-- LESETEXT --
Schnee zu Weihnachten oder doch wieder mildes Wetter? Das Wetter stellt sich in den kommenden Tagen um und hat Anfang Dezember eine deutlich erhöhte Neigung hin zu einer nasskalten bis tiefwinterlichen Witterung. Kräftiger und regional unwetterartiger Dauerschneefall ist dank eines Kaltlufttropfens nicht auszuschließen. Das klingt nicht nur winterlich, sonders ist es auch - zumindest ab den mittleren Lagen. Zu verdanken ist das einer kuriosen Wetterlage - welche Auswirkungen kann das auf das Wetter Weihnachten haben und wie stehen die Chancen auf weiße Weihnachten?

-- ZU BEARBEITENDE AUFGABEN --
(1) Gib den Text zum Weihnachtswetter von „Schnee zu Weihnachten“ bis „auf weiße Weihnachten?“ noch einmal wieder und ändere dabei „Dauerschneefall“ in „Dauerregen“.
(2) Schreibe den Text zum Weihnachtswetter nach seinem letzten Satz fort.

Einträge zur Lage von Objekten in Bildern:
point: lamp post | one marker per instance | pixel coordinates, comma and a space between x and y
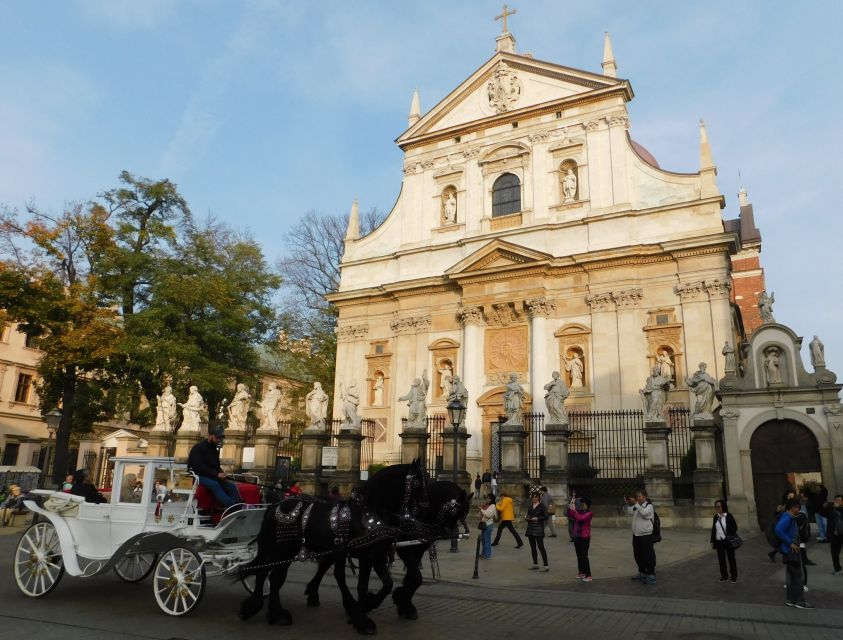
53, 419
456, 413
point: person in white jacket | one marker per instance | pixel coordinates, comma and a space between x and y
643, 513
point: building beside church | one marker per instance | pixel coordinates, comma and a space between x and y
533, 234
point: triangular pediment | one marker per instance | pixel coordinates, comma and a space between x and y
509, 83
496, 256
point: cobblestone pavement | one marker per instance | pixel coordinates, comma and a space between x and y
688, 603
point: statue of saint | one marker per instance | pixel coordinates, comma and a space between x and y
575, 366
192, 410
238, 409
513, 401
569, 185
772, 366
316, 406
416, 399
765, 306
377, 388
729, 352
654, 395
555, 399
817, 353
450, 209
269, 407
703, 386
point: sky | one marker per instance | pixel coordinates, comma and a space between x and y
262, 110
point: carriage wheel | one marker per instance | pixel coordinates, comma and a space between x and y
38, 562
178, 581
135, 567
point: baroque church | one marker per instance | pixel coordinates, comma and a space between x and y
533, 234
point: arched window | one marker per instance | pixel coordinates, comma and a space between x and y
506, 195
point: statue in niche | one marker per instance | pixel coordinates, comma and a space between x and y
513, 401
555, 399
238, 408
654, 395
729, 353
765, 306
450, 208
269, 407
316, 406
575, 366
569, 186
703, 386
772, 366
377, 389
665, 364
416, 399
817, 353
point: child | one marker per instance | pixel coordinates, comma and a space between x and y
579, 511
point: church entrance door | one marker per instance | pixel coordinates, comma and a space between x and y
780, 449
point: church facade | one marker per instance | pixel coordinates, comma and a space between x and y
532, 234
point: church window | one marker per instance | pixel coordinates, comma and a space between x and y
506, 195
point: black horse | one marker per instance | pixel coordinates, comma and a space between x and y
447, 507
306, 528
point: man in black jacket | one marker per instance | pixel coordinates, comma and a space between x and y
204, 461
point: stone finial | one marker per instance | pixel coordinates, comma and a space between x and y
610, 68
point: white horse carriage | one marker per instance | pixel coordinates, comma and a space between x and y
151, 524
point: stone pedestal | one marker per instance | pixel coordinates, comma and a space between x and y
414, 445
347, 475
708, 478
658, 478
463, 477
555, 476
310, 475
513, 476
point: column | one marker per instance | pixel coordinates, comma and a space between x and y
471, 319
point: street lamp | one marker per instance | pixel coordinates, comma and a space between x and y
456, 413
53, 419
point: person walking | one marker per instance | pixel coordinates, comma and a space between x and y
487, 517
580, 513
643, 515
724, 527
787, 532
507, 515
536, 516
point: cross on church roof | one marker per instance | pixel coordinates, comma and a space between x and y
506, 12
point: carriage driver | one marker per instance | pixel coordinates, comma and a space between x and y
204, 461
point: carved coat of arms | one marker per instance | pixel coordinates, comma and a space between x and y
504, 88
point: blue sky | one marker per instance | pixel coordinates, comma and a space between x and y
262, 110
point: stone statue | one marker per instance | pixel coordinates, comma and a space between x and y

-- ERGEBNISSE --
(1)
Schnee zu Weihnachten oder doch wieder mildes Wetter? Das Wetter stellt sich in den kommenden Tagen um und hat Anfang Dezember eine deutlich erhöhte Neigung hin zu einer nasskalten bis tiefwinterlichen Witterung. Kräftiger und regional unwetterartiger Dauerregen ist dank eines Kaltlufttropfens nicht auszuschließen. Das klingt nicht nur winterlich, sonders ist es auch - zumindest ab den mittleren Lagen. Zu verdanken ist das einer kuriosen Wetterlage - welche Auswirkungen kann das auf das Wetter Weihnachten haben und wie stehen die Chancen auf weiße Weihnachten?

(2)
Weiße Weihnachten - wie stehen die Chancen auf Schnee zum Fest? © Martin Bloch
Weiße Weihnachten - wie stehen die Chancen auf Schnee zum Fest? © Martin Bloch

In den kommenden Tagen gleicht sich das Wetter dem Jahreszeit-typischen Mittelwert von 1961 bis 1990 an. Schnee an Weihnachten aber liegt nun schon ganze dreizehn Jahre zurück und gemäß Statistik sind weiße Weihnachten längst überfällig. Das Problem: Das Wetter hält nichts von Statistiken - und erst recht nicht in Zeiten der Klimaerhitzung.

Doch wer jetzt schon eine detaillierte Wettervorhersage für das Weihnachtswetter macht oder sich darauf verlässt, ist zu früh dran - schließlich sind es noch knapp vier Wochen bis zum Fest und das ist definitiv zu lang für eine adäquate Wettervorhersage. Details sind aufgrund unsicherer Großwetterlagen häufig nicht einmal ein bis zwei Tage vor Heiligabend möglich.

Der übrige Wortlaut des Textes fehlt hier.